TASK TO CARRY OUT: Count the lines in the items below that contain the word "frame". Give only the number.

GIVEN DATA:
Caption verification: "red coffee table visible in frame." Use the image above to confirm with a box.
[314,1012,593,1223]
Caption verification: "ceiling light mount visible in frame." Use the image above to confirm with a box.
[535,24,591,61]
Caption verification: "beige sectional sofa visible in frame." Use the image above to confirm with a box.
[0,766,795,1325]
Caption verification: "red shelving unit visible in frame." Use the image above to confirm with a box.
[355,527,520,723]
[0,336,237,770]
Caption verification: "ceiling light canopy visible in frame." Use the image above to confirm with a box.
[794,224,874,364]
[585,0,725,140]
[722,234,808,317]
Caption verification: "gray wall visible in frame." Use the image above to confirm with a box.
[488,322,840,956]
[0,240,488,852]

THE COMPLETED TASK: 6